> [Task goal]: Output the data below exactly, down to the last character.

◇ ◇ ◇ ◇ ◇

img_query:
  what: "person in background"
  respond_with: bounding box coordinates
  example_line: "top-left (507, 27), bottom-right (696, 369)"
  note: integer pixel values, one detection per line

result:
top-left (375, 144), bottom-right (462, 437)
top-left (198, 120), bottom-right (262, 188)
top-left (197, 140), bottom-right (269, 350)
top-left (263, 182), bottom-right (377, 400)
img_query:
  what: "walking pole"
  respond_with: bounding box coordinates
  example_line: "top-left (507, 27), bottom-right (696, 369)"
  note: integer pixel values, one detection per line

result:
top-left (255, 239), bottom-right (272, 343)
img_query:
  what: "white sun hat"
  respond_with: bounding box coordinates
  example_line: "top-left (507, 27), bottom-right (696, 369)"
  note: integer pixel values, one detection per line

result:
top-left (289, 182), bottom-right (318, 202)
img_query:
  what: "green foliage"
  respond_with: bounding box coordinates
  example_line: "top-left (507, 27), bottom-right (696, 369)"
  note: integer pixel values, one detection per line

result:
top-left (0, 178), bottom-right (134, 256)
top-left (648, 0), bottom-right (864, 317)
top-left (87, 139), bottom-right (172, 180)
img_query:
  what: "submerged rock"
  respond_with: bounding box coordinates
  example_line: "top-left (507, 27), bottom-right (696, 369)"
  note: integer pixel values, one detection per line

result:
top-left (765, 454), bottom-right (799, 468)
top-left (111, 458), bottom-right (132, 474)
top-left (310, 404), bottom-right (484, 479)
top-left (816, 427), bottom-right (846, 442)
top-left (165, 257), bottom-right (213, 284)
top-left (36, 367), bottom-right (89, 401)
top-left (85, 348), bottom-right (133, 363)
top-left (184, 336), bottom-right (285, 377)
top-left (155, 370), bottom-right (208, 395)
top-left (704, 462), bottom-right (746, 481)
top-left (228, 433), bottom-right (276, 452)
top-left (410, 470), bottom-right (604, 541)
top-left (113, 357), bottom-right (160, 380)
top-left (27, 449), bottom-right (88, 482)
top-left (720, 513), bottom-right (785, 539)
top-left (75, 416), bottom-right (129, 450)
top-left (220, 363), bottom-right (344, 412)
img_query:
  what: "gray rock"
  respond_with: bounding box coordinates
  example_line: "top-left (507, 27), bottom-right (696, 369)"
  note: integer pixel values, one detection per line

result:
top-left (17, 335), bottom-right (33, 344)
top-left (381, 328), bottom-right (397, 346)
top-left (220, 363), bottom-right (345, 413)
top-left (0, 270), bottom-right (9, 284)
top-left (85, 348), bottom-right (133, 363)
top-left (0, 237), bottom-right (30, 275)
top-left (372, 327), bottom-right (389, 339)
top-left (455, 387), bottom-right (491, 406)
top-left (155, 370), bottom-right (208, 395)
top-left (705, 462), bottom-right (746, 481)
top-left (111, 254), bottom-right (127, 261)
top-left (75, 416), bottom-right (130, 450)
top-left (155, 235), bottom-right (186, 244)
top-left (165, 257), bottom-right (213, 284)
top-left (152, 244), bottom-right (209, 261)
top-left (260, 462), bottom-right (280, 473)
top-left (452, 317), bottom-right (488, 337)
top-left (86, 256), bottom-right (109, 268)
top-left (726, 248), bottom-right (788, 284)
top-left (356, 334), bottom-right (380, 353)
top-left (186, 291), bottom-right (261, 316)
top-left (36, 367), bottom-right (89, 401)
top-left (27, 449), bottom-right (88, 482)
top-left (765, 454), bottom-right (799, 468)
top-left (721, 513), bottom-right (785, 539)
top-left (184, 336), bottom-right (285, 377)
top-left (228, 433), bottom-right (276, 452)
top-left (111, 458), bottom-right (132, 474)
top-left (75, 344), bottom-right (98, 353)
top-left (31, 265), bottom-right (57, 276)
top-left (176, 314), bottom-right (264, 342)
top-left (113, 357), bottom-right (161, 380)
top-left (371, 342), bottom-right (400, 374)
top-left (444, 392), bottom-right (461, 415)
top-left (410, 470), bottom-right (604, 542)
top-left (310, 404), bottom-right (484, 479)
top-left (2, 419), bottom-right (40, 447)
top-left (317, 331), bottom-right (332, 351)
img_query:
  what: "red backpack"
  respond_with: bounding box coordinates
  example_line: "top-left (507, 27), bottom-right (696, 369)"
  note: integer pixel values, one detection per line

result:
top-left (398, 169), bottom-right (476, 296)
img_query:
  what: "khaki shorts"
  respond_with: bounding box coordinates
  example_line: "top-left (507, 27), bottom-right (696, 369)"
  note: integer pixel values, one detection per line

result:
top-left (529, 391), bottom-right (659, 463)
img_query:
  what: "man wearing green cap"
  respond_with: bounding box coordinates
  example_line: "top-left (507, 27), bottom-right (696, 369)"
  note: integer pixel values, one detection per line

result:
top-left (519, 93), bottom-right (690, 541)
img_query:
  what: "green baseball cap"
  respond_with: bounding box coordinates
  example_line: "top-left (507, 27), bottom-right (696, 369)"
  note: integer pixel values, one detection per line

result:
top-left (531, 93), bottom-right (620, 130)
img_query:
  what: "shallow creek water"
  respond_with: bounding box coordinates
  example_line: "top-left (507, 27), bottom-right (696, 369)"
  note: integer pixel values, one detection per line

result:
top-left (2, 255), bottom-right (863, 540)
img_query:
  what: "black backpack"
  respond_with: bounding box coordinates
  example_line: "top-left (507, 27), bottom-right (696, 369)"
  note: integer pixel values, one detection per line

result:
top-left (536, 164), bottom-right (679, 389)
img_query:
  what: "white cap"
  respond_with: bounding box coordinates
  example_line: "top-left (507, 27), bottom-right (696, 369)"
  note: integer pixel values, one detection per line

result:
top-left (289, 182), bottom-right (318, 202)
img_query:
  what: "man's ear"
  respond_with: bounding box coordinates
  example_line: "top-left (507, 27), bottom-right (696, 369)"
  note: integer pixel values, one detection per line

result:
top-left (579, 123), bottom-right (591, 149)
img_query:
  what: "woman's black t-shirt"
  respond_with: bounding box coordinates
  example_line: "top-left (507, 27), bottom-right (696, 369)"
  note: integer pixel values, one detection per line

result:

◇ ◇ ◇ ◇ ◇

> [Result of the task]:
img_query:
  what: "person in background"
  respond_with: bounding box coordinates
  example_line: "top-left (507, 27), bottom-right (696, 369)"
  note: integer pixel values, one detection per line

result:
top-left (375, 144), bottom-right (462, 437)
top-left (198, 120), bottom-right (262, 188)
top-left (197, 140), bottom-right (269, 350)
top-left (263, 182), bottom-right (377, 400)
img_query:
  what: "walking pole"
  respond_with: bounding box coordinates
  example_line: "top-left (507, 27), bottom-right (696, 369)"
  note: integer pixel values, one detection per line

result:
top-left (255, 239), bottom-right (272, 343)
img_query:
  what: "white sun hat"
  respond_with: bounding box coordinates
  example_line: "top-left (507, 27), bottom-right (696, 369)"
  note: integer pixel values, one detection per line

result:
top-left (289, 182), bottom-right (318, 202)
img_query:
  what: "green foliage"
  respond_with: bounding box coordinates
  example_line: "top-left (507, 27), bottom-right (696, 369)"
  note: integer pixel values, one detection per line

result:
top-left (0, 178), bottom-right (134, 256)
top-left (648, 0), bottom-right (864, 317)
top-left (87, 139), bottom-right (172, 180)
img_query:
  what: "submerged rock"
  respond_with: bounding box coordinates
  example_line: "top-left (507, 27), bottom-right (696, 369)"
  note: integer pixel values, one detection per line

result:
top-left (765, 454), bottom-right (799, 468)
top-left (111, 458), bottom-right (132, 474)
top-left (310, 404), bottom-right (484, 479)
top-left (816, 427), bottom-right (846, 442)
top-left (165, 257), bottom-right (213, 284)
top-left (36, 367), bottom-right (89, 401)
top-left (85, 348), bottom-right (133, 363)
top-left (184, 336), bottom-right (285, 377)
top-left (155, 370), bottom-right (208, 395)
top-left (704, 462), bottom-right (746, 481)
top-left (228, 433), bottom-right (276, 452)
top-left (410, 470), bottom-right (604, 541)
top-left (113, 357), bottom-right (160, 380)
top-left (27, 449), bottom-right (88, 482)
top-left (720, 513), bottom-right (785, 539)
top-left (75, 416), bottom-right (129, 450)
top-left (220, 363), bottom-right (344, 412)
img_query:
  what: "gray rock"
  respond_with: bounding box coordinates
  example_line: "top-left (507, 27), bottom-right (696, 369)"
  note: integer pixel values, one detection per line

result:
top-left (17, 335), bottom-right (33, 344)
top-left (381, 328), bottom-right (397, 346)
top-left (220, 363), bottom-right (345, 413)
top-left (0, 270), bottom-right (9, 284)
top-left (85, 348), bottom-right (133, 363)
top-left (0, 237), bottom-right (30, 275)
top-left (372, 327), bottom-right (389, 339)
top-left (455, 387), bottom-right (491, 406)
top-left (155, 370), bottom-right (208, 395)
top-left (705, 462), bottom-right (746, 481)
top-left (111, 254), bottom-right (127, 261)
top-left (75, 416), bottom-right (130, 450)
top-left (155, 235), bottom-right (186, 244)
top-left (165, 257), bottom-right (213, 284)
top-left (152, 244), bottom-right (209, 261)
top-left (260, 462), bottom-right (280, 473)
top-left (452, 317), bottom-right (488, 337)
top-left (86, 256), bottom-right (109, 268)
top-left (726, 248), bottom-right (788, 284)
top-left (356, 334), bottom-right (380, 353)
top-left (186, 291), bottom-right (261, 316)
top-left (36, 367), bottom-right (89, 401)
top-left (27, 449), bottom-right (88, 482)
top-left (765, 454), bottom-right (799, 468)
top-left (721, 513), bottom-right (785, 539)
top-left (184, 336), bottom-right (285, 377)
top-left (228, 433), bottom-right (276, 452)
top-left (111, 458), bottom-right (132, 474)
top-left (75, 344), bottom-right (98, 353)
top-left (31, 265), bottom-right (57, 276)
top-left (176, 314), bottom-right (264, 342)
top-left (113, 357), bottom-right (161, 380)
top-left (371, 342), bottom-right (400, 374)
top-left (444, 392), bottom-right (461, 415)
top-left (410, 470), bottom-right (604, 542)
top-left (310, 404), bottom-right (484, 479)
top-left (2, 419), bottom-right (40, 447)
top-left (317, 331), bottom-right (332, 351)
img_query:
  what: "red backpack"
  respond_with: bounding box coordinates
  example_line: "top-left (507, 27), bottom-right (696, 369)"
  note: integer pixel values, one detection per line

result:
top-left (398, 169), bottom-right (476, 296)
img_query:
  what: "khaki shorts"
  respond_with: bounding box coordinates
  example_line: "top-left (507, 27), bottom-right (696, 369)"
  note: integer pixel values, one detection per line

result:
top-left (529, 391), bottom-right (659, 463)
img_query:
  what: "man wearing green cap"
  respond_with: bounding box coordinates
  example_line: "top-left (507, 27), bottom-right (696, 369)"
  note: integer pixel values, one detection per line

result:
top-left (519, 93), bottom-right (690, 541)
img_query:
  what: "green baseball cap"
  respond_with: bounding box coordinates
  example_line: "top-left (507, 27), bottom-right (696, 369)"
  note: integer pixel values, one detection per line

result:
top-left (531, 93), bottom-right (620, 130)
img_query:
  what: "shallow creek water"
  respond_with: bounding box coordinates
  example_line: "top-left (507, 27), bottom-right (696, 369)"
  note: integer pixel values, one detection per line

result:
top-left (2, 255), bottom-right (863, 540)
img_query:
  what: "black backpack"
  respond_with: bounding box coordinates
  example_line: "top-left (507, 27), bottom-right (696, 369)"
  note: integer pixel values, one detection per line

result:
top-left (536, 164), bottom-right (679, 389)
img_query:
  what: "white cap"
  respond_with: bounding box coordinates
  example_line: "top-left (507, 27), bottom-right (696, 369)"
  note: integer pixel values, one detection per line

result:
top-left (289, 182), bottom-right (318, 202)
img_query:
  what: "man's ear"
  respond_with: bounding box coordinates
  example_line: "top-left (507, 27), bottom-right (696, 369)"
  note: integer pixel values, one detection per line

result:
top-left (579, 123), bottom-right (591, 149)
img_query:
  what: "woman's black t-shirt"
  respond_with: bounding box coordinates
  example_line: "top-left (507, 27), bottom-right (696, 369)"
  note: integer pixel values, one detection per line

result:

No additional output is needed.